Photo-based point labeling data:
╔══

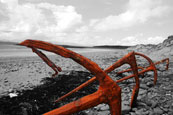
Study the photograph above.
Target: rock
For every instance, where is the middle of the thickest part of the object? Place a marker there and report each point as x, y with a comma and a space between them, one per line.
153, 104
132, 113
149, 84
158, 111
144, 86
125, 109
141, 92
103, 113
102, 107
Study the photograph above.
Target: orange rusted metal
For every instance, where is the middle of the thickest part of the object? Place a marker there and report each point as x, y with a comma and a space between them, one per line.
108, 92
149, 68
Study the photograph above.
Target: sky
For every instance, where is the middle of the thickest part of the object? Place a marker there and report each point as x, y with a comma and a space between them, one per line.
87, 22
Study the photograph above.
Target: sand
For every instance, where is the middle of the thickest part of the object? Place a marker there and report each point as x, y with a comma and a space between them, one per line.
27, 79
24, 70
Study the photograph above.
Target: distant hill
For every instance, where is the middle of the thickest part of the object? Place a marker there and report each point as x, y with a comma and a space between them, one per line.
9, 45
13, 45
112, 46
164, 49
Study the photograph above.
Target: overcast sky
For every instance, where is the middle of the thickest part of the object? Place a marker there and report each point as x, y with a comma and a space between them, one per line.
87, 22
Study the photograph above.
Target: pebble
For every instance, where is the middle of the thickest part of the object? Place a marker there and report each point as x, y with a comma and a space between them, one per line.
158, 111
144, 86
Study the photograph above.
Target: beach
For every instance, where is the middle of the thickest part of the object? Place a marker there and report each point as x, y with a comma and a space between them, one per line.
26, 86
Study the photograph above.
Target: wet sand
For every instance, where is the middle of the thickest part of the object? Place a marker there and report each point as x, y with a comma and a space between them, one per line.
29, 78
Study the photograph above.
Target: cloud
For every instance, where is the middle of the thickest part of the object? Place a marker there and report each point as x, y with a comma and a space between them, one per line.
36, 19
138, 11
140, 39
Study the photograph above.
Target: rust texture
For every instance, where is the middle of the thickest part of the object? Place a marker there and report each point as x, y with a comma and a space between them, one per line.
108, 92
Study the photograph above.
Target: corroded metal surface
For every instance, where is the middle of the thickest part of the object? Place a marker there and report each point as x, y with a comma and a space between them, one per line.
108, 92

╚══

▶ [What to produce]:
Generate a word-for-word copy of the preceding records, excluding all pictures.

▶ [Finished task]:
Study the photograph above.
Target: rock
For every instance, where is the middle of the thickest part of the object? Place a marker there and report each point as x, y with a comma and a space between them, one per line.
153, 104
132, 113
149, 84
158, 111
144, 86
125, 109
141, 92
103, 113
102, 107
Study the photograph above.
Target: orange rusted metal
For every instance, where is the middle of the thickest part of the object? Place a marker there and report each point as x, y with a comma and a space between them, one per line.
108, 92
149, 68
Study the photograph above.
Target: sky
For every instance, where is the middle of the thickest part of the object? Place a marker there and report each point as x, y with a comma and a space between them, one per line.
87, 22
Study the photograph above.
Target: sand
For every instance, where is the middle of the thickest part of the object? Place a marker there and report each point as x, y with a comma and a space between them, one per line.
27, 79
24, 70
Study the photograph above.
Target: distant hill
For every instance, where is the middle of the thickest part of the object? Place a marker there and report each point as x, y with a comma and a space between them, one per line.
9, 45
13, 45
112, 46
164, 49
Study the photograph above.
Target: overcast sky
For every instance, where is the middle of the thickest part of the object? Place a marker there and report each point as x, y with a comma and a space between them, one per line.
87, 22
Study the photograph above.
Target: pebble
For every instance, where is the middle of the thickest part of the object? Place a marker there and report each point as x, y with a comma and a space between them, one per line.
158, 111
144, 86
Study the photograph above.
Target: beach
For every instance, where is the middle of the thickest part of the object? Place a marker there and report each point as x, y with a comma and a space between them, one per line.
26, 86
Study the photograph above.
Target: wet sand
For every instance, where is the middle of the thickest part of the object? Place a marker there and report each point as x, y with a comma and a space between them, one per line.
29, 78
Study the photograph above.
Target: cloud
For every instance, where is the middle of the thickest part of the object? Place a marker there and report each point as x, y with a comma and a space between them, one per line.
36, 19
138, 11
140, 39
Study the photograph above.
Target: rust texture
For every instance, where is the middle of the thickest part of the object? Place a marker there and report each point as x, y with a comma and a space between them, one per line.
108, 92
Study the photograph above.
Target: corroded metal surface
For every instance, where is the middle of the thickest part of the object? Place a marker there and report each point as x, y with a comma and a space between them, one per line.
108, 92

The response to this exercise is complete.